EXCERPT START

The Fool on the Hill: On Suicide

The Fool on the Hill: On Suicide

By: Simon Brooke :: 15 January 2021

This is an essay about suicide. If that triggers you, don't read it. Similarly, if you're tempted to respond with a sentimental knee jerk response — especially a religious or mystical one — please don't, it really isn't helpful. I'm not seeking help, or sympathy. I neither want, nor need, either.

I am a person who suffers from depression, and who has done so over most of my life. But I do not believe I am depressed now. On the contrary, I believe that I am rational and clear eyed. Please do me the courtesy of reading this essay (if you choose to read it at all) with that understanding.

Life is harsh. I'm not speaking about my life, particularly; I'm speaking generally. Most people get by from day to day without any rational basis for hope. Across the world, most people are poor, many are hungry. Very few have significant agency in their lives.

Covid is making all our lives harsher just now; but Covid will pass. It's not intractable. The world will recover from it. This essay is not about tractable problems. The state of the world, at a national, a continental, and at a global scale, is beyond any rational besis for optimism.

Here in Scotland, the SNP, the only party which might reasonably be expected to lead the country towards a better future, is engaging in bitter internecine squabbles, and it's my belief that the main reason for those squabbles is avoidance behaviour because the leadership lack the courage to lead.

Across the UK as a whole, a catastrophically broken system of institutions has led to a government of none of the talents — the promotion of a calamitous collection of incompetent buffoons to the highest positions of leadership; while around them, a pack of sociopathic hyenas circle, eager to tear chunks out of the corpse of the British body politic.

We've left the solidarity of Europe, of course; we're no longer part of the project to build an area of stable peace and prosperity across our home continent. We can no longer engage in the wider continental project to build a better world. But Europe, too, has problems which seem intractable.

There's no visible solidarity between the comfortable burgers of Germany and Sweden, and the impoverished people of Greece. And Europe has found no response to the rise of fascism in Hungary and Poland, or to the needs of the desperate migrants on its southern and eastern borders.

So let us lift up our eyes beyond Europe. Let us lift up our eyes unto the world, from whence cometh despair. The climate emergency is intractable. Yes, in theory, if we turned the world economy hard around right now, we could fix it. But it won't happen. Our economic system is built on continuous consumption, on designed obsolescence, on buy and throw away. We can't pivot from that quickly or most people really will starve. We are alienated from our food and from our labour. Without employment in the captitalist market, we can't earn and we can't eat.

EXCERPT END
INFORMATION GIVEN START

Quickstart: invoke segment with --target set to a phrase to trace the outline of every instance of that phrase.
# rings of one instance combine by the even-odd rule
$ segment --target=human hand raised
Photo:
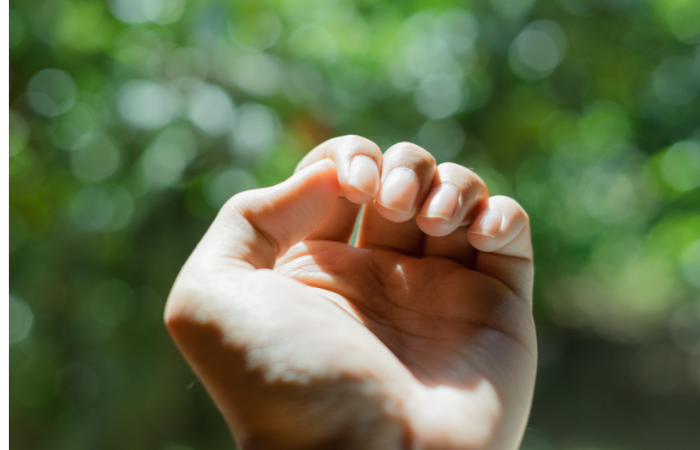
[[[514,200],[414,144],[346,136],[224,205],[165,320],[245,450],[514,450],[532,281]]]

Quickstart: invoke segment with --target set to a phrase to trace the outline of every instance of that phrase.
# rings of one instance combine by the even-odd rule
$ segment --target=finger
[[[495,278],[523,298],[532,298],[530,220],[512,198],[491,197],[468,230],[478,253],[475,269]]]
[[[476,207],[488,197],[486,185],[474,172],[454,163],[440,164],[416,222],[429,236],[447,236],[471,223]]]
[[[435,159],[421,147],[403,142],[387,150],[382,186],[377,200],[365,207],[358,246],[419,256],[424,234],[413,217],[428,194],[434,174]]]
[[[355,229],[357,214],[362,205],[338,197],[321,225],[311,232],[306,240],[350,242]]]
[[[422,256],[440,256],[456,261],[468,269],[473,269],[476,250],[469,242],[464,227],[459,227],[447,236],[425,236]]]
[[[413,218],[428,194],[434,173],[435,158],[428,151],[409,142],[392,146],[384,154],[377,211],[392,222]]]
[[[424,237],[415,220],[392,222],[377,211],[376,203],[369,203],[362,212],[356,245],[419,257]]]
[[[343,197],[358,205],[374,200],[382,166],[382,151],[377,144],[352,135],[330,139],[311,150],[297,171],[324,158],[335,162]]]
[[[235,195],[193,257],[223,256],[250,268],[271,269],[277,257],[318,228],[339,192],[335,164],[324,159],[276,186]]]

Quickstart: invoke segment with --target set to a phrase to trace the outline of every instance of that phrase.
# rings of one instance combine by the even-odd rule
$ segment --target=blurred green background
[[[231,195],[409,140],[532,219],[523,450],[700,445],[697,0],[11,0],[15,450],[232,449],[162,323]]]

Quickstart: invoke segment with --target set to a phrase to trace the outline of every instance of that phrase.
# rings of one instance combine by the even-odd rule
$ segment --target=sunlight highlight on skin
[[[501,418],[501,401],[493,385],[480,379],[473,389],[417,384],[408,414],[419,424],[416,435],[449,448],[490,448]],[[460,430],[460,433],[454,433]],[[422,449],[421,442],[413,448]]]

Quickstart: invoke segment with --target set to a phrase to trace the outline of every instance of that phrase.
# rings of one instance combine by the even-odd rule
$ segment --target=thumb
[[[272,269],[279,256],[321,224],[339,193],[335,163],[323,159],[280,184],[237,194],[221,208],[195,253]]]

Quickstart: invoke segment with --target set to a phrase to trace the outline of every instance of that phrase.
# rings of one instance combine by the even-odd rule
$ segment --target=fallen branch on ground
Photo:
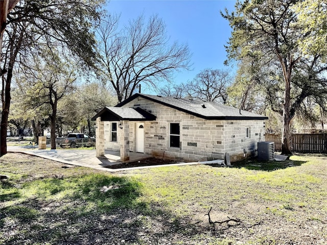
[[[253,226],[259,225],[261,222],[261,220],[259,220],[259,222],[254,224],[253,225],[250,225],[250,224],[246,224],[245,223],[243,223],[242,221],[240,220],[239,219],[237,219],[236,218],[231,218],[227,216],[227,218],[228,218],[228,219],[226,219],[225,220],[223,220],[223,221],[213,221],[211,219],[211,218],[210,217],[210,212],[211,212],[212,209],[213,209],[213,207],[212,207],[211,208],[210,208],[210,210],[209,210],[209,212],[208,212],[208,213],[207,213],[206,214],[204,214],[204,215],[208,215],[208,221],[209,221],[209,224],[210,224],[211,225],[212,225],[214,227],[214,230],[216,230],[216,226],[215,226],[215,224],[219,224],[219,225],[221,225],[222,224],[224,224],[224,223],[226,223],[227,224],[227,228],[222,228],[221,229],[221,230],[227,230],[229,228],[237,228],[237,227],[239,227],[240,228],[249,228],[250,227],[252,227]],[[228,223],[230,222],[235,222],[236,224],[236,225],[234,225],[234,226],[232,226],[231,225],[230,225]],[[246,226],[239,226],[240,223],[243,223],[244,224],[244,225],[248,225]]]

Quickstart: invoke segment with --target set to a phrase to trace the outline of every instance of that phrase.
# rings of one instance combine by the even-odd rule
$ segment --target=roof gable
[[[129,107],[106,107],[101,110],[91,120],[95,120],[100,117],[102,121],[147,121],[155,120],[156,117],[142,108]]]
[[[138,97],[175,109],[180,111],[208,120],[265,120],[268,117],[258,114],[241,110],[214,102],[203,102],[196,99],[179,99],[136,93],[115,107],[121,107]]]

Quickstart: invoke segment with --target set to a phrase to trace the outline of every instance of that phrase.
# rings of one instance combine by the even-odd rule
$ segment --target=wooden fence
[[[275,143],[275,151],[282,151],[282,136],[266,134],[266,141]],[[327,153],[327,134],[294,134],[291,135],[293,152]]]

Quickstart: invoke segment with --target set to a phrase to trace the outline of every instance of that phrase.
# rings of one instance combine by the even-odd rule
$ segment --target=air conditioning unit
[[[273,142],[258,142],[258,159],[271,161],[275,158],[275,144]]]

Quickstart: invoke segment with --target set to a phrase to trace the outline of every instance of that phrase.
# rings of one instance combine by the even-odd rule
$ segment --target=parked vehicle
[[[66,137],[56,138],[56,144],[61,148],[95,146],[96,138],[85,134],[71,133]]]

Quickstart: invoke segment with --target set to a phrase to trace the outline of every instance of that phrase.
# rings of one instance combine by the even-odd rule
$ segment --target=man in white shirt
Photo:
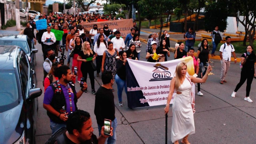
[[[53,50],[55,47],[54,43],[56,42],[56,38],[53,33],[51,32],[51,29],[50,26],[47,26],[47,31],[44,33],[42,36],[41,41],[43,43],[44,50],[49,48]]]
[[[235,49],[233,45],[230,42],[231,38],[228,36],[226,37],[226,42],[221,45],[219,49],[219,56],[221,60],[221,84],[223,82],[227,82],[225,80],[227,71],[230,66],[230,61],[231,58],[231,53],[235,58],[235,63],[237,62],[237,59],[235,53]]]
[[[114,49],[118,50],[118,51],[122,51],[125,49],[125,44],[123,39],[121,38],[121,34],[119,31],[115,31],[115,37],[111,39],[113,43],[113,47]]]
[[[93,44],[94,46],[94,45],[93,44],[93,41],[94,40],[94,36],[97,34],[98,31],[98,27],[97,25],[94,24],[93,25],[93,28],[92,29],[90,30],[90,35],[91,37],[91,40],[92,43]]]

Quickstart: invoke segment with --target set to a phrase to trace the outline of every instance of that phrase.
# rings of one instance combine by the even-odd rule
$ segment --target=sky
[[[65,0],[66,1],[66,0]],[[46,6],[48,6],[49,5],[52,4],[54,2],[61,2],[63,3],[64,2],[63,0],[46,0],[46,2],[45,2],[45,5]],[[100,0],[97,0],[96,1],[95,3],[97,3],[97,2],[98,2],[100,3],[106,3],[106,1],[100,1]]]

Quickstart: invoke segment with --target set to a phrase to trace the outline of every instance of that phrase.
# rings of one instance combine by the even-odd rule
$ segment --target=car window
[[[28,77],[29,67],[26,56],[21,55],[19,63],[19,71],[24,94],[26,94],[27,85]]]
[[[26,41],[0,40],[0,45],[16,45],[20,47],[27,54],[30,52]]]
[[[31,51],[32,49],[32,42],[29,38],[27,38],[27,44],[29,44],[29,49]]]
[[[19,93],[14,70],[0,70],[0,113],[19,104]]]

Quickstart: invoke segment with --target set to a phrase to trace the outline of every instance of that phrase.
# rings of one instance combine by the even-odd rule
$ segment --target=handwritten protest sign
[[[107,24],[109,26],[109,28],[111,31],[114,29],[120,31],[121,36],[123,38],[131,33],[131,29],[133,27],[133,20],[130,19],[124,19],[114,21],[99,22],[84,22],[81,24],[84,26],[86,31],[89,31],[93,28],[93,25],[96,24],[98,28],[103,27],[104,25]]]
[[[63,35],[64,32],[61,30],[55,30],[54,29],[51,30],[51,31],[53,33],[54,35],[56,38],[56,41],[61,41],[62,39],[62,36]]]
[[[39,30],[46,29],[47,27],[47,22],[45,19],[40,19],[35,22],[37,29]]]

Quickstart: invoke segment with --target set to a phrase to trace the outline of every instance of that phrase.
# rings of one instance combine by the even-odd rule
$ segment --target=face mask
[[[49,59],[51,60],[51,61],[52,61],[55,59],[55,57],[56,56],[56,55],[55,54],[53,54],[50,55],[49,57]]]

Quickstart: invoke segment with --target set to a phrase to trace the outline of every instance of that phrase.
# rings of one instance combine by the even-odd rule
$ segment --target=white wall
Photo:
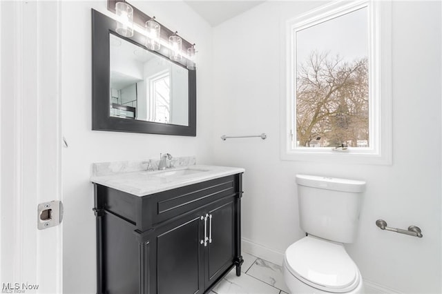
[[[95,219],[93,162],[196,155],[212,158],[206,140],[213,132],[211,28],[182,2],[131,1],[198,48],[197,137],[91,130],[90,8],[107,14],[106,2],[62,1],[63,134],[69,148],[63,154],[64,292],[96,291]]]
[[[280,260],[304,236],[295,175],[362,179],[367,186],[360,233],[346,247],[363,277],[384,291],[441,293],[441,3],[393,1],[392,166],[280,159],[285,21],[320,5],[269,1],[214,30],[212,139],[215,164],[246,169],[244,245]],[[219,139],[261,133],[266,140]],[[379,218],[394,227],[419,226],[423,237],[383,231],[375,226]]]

INFORMATION GIVEN END

- EXERCISE GOAL -
Which countries does the essay on suicide name in the paragraph that begins "There's no visible solidarity"?

- WRITTEN RESPONSE -
Germany, Sweden, Greece, Hungary, Poland